*STATED PROBLEM 1:* For each statement below, say whether it agrees with the passage on social capital, answering yes or no and quoting the words of the passage that decide it. (a) In the past, social capital was earned and spent to help us survive in the physical world. (b) Post-modern social capital will no longer deal in traditional economic goods. (c) The economic goods described as conducive to our higher potentialities are more tangible than traditional ones.
*STATED PROBLEM 2:* Summarize the passage on social capital in two sentences.
*STATED PROBLEM 3:* Resume the passage on social capital, beginning after its last sentence.

I'm coming to think that whatever we are beginning here, it will mean breaking "new ground." In the past, social capital was earned and spent in order to help us survive in the physical world. It was the kind of social capital that helped provide necessary goods and services for ourselves, our families and our communities: It provided economic goods in the traditional sense of that term. Post-modern social capital, on the other hand--though it will certainly also traffic in traditional economic goods--will have to include a relatively new, "psychical" form of economic good, as well. Our physical needs are no longer our primary concern. What we "want" is an intentional community in which the higher needs of being human (on the higher rungs of Maslow's hierarchy, if you like) are the primary concern. The kind of economic goods we will want to produce and trade in are those that are conducive to the actualization of our higher human potentialities. These kinds of economic goods are less tangible, of course.

(Records from a dataset)
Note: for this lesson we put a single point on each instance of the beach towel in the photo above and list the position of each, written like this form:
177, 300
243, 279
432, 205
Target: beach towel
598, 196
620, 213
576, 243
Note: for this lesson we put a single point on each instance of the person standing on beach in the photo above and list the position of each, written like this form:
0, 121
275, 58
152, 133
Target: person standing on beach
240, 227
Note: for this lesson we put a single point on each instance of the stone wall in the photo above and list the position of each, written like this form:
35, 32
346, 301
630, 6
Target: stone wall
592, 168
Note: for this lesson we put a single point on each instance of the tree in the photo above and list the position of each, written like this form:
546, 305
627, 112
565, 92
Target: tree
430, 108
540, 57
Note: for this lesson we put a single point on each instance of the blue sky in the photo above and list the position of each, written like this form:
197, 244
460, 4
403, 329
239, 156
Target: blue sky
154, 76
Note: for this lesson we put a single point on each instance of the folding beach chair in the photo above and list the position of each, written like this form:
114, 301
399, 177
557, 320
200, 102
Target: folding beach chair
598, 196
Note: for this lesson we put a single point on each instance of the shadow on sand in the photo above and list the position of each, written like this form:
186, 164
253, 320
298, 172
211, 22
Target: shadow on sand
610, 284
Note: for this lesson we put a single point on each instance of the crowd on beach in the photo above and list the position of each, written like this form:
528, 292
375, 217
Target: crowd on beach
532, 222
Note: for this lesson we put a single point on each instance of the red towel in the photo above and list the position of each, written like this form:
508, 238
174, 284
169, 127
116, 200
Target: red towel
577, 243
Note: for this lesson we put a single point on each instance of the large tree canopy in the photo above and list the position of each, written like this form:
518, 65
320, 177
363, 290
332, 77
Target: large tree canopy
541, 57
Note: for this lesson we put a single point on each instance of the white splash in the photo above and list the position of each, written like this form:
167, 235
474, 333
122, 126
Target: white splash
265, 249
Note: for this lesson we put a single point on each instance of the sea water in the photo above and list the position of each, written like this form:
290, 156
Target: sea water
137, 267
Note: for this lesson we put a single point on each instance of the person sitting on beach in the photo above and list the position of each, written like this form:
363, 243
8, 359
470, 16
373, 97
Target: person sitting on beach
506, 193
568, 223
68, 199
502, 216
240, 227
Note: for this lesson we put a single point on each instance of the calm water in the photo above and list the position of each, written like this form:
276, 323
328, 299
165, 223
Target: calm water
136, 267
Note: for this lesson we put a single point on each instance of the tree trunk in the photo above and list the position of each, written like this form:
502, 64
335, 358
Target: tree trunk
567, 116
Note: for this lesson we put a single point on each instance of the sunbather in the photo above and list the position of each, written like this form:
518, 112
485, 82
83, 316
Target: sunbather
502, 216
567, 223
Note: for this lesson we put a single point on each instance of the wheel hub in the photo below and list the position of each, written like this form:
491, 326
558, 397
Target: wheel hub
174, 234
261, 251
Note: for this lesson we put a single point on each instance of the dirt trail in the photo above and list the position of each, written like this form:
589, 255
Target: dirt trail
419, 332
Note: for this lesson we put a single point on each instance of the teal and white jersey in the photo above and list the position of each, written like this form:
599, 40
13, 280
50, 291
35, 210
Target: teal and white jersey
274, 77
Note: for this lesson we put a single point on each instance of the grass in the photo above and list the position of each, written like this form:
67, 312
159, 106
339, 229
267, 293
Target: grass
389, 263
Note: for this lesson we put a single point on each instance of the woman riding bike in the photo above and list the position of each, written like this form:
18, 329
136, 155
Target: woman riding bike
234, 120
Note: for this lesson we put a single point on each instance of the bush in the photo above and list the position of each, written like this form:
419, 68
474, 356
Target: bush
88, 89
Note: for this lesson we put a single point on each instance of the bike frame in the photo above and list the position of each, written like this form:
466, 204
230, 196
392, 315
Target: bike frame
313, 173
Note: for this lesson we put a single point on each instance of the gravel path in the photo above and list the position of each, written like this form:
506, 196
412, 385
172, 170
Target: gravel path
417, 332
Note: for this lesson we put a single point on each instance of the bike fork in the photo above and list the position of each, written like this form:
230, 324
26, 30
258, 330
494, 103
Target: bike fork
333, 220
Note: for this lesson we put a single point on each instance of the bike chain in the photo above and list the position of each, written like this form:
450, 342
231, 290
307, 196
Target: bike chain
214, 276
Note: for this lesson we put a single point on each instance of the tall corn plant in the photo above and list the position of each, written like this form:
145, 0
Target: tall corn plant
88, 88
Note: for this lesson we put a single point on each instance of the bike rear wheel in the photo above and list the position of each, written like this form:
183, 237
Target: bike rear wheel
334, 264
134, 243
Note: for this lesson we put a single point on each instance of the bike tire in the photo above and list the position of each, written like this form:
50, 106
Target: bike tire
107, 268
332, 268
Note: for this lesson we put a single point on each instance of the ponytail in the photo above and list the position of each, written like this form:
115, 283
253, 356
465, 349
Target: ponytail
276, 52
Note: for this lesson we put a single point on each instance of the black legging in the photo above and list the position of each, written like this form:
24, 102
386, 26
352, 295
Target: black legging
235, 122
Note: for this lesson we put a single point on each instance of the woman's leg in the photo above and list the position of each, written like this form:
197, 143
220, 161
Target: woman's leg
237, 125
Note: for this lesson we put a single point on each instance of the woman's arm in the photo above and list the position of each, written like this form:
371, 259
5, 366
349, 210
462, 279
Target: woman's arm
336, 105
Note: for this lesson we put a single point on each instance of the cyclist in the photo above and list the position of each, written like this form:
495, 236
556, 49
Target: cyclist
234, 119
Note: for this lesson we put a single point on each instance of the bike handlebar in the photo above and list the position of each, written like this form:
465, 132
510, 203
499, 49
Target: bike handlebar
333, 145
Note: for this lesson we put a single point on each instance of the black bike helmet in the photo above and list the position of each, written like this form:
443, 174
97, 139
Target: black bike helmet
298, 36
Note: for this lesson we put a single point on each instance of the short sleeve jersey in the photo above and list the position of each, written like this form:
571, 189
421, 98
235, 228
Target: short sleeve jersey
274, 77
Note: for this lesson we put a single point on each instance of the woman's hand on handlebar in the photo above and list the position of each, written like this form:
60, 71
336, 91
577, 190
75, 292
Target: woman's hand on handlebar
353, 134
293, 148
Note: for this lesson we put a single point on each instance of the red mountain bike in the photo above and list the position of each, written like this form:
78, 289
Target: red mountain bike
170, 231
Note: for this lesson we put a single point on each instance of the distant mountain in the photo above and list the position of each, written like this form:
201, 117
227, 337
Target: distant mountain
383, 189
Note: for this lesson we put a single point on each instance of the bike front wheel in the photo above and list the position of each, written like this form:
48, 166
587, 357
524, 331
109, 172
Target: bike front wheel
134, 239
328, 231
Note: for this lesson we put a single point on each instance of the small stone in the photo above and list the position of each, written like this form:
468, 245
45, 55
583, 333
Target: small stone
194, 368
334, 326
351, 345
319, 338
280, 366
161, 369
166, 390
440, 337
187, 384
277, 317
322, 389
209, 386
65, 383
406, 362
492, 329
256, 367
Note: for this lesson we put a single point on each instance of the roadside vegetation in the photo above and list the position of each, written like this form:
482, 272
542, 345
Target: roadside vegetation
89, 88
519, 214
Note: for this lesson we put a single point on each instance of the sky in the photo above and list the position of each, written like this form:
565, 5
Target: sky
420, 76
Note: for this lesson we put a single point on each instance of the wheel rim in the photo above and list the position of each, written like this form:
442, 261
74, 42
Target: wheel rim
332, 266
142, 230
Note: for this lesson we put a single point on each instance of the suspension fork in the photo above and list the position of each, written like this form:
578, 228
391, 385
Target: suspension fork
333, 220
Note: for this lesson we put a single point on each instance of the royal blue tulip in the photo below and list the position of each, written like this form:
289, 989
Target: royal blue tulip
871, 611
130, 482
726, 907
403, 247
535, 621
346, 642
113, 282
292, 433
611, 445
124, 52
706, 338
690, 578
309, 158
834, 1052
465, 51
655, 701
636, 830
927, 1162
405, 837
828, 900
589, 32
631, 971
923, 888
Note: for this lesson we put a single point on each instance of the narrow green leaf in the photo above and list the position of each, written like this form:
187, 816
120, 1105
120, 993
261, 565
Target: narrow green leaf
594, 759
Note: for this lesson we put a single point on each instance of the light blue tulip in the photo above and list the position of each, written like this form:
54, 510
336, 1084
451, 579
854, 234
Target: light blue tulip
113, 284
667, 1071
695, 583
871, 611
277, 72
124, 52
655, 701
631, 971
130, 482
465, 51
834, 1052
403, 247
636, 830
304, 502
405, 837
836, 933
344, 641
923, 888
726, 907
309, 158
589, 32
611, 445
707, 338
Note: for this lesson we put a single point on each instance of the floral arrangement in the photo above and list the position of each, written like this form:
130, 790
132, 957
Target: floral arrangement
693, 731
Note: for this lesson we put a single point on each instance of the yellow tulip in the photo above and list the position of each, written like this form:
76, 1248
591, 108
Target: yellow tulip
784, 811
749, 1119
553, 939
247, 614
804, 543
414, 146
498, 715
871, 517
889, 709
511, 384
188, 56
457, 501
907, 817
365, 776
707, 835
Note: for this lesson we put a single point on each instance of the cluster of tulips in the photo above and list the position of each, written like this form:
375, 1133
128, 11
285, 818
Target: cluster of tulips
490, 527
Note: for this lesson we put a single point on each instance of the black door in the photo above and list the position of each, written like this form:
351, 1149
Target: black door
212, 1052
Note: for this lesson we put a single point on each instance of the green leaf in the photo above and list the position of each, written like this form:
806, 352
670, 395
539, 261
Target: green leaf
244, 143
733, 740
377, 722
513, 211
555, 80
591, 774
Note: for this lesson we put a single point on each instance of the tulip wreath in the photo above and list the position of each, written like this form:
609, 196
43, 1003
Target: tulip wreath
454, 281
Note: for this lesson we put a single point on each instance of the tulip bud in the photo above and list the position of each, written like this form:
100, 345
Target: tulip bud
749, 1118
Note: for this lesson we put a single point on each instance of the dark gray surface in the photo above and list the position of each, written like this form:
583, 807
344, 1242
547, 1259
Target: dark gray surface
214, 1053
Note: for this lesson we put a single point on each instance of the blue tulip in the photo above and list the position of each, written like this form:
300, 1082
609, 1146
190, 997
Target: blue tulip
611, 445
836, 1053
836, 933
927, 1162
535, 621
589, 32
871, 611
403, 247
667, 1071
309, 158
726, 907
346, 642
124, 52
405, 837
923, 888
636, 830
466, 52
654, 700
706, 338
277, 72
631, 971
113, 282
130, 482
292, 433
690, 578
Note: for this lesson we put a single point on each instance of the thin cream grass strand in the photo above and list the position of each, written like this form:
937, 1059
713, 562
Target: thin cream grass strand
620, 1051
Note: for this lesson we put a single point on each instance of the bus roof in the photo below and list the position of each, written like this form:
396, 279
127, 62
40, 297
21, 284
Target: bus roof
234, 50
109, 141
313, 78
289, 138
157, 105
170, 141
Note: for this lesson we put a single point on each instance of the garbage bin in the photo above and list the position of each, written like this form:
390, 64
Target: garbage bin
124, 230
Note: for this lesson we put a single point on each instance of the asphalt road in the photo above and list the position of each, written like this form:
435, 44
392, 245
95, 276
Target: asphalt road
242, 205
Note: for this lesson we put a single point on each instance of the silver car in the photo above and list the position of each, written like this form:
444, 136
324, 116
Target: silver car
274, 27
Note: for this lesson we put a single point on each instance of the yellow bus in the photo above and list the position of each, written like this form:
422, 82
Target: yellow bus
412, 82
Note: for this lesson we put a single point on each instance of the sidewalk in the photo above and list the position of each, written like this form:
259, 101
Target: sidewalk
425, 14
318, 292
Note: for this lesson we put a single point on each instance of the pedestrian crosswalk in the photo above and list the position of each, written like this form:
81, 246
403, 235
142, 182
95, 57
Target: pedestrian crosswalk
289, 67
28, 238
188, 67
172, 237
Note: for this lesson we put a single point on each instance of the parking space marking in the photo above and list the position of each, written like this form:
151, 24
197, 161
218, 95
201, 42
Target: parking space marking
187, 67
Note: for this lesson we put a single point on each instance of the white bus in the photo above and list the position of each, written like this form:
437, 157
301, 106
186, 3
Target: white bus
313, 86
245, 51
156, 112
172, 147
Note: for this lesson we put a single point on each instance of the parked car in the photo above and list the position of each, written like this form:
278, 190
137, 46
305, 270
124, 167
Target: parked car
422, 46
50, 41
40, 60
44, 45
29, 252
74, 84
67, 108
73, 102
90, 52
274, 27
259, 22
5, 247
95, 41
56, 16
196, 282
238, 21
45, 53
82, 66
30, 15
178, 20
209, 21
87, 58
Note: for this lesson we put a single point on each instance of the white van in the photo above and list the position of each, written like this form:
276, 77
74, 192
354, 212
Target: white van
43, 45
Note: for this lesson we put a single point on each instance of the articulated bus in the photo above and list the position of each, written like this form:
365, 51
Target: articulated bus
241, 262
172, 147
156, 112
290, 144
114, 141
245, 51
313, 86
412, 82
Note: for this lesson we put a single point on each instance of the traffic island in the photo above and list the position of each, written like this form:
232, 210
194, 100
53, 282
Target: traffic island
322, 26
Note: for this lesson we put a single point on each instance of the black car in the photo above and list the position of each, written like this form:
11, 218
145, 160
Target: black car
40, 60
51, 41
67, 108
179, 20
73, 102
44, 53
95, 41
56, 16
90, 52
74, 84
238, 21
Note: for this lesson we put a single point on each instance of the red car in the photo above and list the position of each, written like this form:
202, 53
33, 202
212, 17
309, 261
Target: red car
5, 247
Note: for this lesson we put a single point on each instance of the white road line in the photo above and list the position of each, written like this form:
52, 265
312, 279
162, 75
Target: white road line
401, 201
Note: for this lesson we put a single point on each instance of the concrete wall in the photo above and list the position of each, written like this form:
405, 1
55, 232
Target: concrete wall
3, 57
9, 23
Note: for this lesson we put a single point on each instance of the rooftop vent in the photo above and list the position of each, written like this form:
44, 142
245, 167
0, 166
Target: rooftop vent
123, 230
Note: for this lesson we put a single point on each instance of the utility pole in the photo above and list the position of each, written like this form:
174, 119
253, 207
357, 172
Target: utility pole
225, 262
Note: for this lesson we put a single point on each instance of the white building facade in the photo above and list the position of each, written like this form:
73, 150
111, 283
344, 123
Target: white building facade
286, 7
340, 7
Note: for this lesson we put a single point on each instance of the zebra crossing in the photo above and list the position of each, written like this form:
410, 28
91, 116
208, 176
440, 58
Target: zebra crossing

*RESPONSE 1:*
(a) Yes: "In the past, social capital was earned and spent in order to help us survive in the physical world."
(b) No: "though it will certainly also traffic in traditional economic goods"
(c) No: "These kinds of economic goods are less tangible, of course."

*RESPONSE 2:* Social capital once served physical survival by providing traditional economic goods, but post-modern social capital must also include a new, "psychical" form of economic good. Since physical needs are no longer the main concern, the wanted goods are the less tangible ones that help actualize higher human potentialities within an intentional community.

*RESPONSE 3:*
From this point of view, it may not be necessary to speak of "social capital," per se, at all. We're talking about a community in which each member feels fully empowered to "be themselves," a community sophisticated enough to provide the psychological security in which each member will feel free to discover what "being themselves" might actually mean, in ways that may not have been previously possible in their lives, in the absence of community, or in the absence of community in this full sense--community that embraces all of each of us. That may sound a bit vague and airy-fairy, but I'm still working on it...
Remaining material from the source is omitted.